* What the exercise asks *
Write out the records below again, switching every "located" to "found" and keeping everything else the same.

* Records for this exercise *
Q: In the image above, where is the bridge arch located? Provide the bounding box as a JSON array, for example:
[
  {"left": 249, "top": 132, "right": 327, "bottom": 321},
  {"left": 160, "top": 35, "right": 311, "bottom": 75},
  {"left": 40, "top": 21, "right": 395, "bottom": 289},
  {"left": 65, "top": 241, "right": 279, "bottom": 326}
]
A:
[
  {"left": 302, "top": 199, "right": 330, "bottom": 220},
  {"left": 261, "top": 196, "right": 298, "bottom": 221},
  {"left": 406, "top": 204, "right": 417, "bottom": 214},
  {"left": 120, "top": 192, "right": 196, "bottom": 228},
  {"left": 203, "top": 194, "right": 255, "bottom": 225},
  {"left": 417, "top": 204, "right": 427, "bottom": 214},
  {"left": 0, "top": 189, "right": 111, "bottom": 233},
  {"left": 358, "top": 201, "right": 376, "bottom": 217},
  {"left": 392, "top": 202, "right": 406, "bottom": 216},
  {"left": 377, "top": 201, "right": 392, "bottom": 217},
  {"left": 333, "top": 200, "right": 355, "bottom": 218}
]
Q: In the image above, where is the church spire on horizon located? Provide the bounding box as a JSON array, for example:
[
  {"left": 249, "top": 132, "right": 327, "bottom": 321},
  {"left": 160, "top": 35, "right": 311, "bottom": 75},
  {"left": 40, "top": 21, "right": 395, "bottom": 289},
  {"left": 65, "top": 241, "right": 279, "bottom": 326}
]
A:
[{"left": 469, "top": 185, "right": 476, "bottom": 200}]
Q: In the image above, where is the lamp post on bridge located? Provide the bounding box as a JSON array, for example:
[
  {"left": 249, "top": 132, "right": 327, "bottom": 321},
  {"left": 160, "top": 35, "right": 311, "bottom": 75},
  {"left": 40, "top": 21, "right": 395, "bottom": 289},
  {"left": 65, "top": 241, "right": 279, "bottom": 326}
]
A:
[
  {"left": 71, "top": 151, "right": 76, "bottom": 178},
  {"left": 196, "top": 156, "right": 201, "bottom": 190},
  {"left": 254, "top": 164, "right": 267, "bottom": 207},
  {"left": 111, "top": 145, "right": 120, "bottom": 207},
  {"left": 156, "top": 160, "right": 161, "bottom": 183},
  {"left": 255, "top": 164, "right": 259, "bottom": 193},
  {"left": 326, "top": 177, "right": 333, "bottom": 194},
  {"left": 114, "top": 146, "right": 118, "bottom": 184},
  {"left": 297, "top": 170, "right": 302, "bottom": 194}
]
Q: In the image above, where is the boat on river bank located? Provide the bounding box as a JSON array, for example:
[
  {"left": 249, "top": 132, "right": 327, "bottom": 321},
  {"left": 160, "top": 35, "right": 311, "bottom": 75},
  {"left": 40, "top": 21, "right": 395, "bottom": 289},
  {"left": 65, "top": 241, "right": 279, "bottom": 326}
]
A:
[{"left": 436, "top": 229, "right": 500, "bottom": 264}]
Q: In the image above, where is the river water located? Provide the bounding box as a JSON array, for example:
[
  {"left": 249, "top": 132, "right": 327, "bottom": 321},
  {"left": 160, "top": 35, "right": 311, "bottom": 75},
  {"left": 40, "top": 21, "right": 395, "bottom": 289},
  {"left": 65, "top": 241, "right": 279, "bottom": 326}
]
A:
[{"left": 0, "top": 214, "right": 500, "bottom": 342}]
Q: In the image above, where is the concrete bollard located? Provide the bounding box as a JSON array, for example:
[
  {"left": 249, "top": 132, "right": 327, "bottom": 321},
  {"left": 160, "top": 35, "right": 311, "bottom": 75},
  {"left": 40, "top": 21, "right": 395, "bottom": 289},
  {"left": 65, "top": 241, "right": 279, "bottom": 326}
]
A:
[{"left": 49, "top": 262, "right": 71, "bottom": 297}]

* Response to the task *
Q: In the image above, where is the bridge arch found? Provide the bounding box as a JSON array, for example:
[
  {"left": 249, "top": 132, "right": 327, "bottom": 321},
  {"left": 160, "top": 35, "right": 311, "bottom": 75},
  {"left": 40, "top": 21, "right": 395, "bottom": 289},
  {"left": 65, "top": 241, "right": 279, "bottom": 326}
]
A:
[
  {"left": 302, "top": 199, "right": 330, "bottom": 220},
  {"left": 261, "top": 196, "right": 298, "bottom": 221},
  {"left": 406, "top": 204, "right": 417, "bottom": 214},
  {"left": 120, "top": 192, "right": 196, "bottom": 228},
  {"left": 203, "top": 194, "right": 255, "bottom": 225},
  {"left": 417, "top": 204, "right": 427, "bottom": 214},
  {"left": 0, "top": 189, "right": 111, "bottom": 233},
  {"left": 358, "top": 201, "right": 376, "bottom": 217},
  {"left": 392, "top": 202, "right": 406, "bottom": 216},
  {"left": 377, "top": 201, "right": 392, "bottom": 217},
  {"left": 333, "top": 200, "right": 355, "bottom": 218}
]
Q: In the image above, where is the church spire on horizon found? Provide the bounding box as a JSON array, for example:
[
  {"left": 249, "top": 132, "right": 327, "bottom": 321},
  {"left": 160, "top": 35, "right": 311, "bottom": 75},
  {"left": 40, "top": 21, "right": 395, "bottom": 289},
  {"left": 65, "top": 241, "right": 279, "bottom": 326}
]
A:
[{"left": 469, "top": 185, "right": 476, "bottom": 200}]
Q: In the image above, where is the lamp post on bridge found? Provide the bounding box as a JSON array, for example:
[
  {"left": 249, "top": 132, "right": 327, "bottom": 321},
  {"left": 160, "top": 35, "right": 311, "bottom": 75},
  {"left": 40, "top": 21, "right": 395, "bottom": 289},
  {"left": 65, "top": 241, "right": 279, "bottom": 326}
]
A:
[
  {"left": 71, "top": 151, "right": 76, "bottom": 178},
  {"left": 196, "top": 156, "right": 201, "bottom": 190},
  {"left": 254, "top": 164, "right": 267, "bottom": 207},
  {"left": 111, "top": 145, "right": 120, "bottom": 207},
  {"left": 156, "top": 160, "right": 161, "bottom": 183},
  {"left": 255, "top": 164, "right": 259, "bottom": 193},
  {"left": 326, "top": 177, "right": 333, "bottom": 194},
  {"left": 114, "top": 146, "right": 118, "bottom": 184},
  {"left": 297, "top": 170, "right": 302, "bottom": 194}
]
Q: In the image above, where is the boat on river bank found? Provide the bounding box as a JSON array, for example:
[
  {"left": 249, "top": 132, "right": 327, "bottom": 321},
  {"left": 160, "top": 35, "right": 311, "bottom": 75},
  {"left": 40, "top": 21, "right": 395, "bottom": 289},
  {"left": 65, "top": 241, "right": 279, "bottom": 326}
]
A:
[{"left": 436, "top": 229, "right": 500, "bottom": 264}]
Q: In the image above, where is the river water found? Provide the bounding box as a JSON array, for example:
[
  {"left": 249, "top": 132, "right": 327, "bottom": 321},
  {"left": 160, "top": 35, "right": 311, "bottom": 75},
  {"left": 40, "top": 21, "right": 395, "bottom": 289},
  {"left": 65, "top": 241, "right": 279, "bottom": 326}
]
A:
[{"left": 0, "top": 214, "right": 500, "bottom": 342}]
Q: In the image above, where is the concrete bollard found? Provide the bounding box as a JSON array, for example:
[
  {"left": 249, "top": 132, "right": 327, "bottom": 321},
  {"left": 160, "top": 35, "right": 311, "bottom": 75},
  {"left": 40, "top": 21, "right": 395, "bottom": 289},
  {"left": 65, "top": 241, "right": 279, "bottom": 326}
]
A:
[{"left": 49, "top": 262, "right": 71, "bottom": 297}]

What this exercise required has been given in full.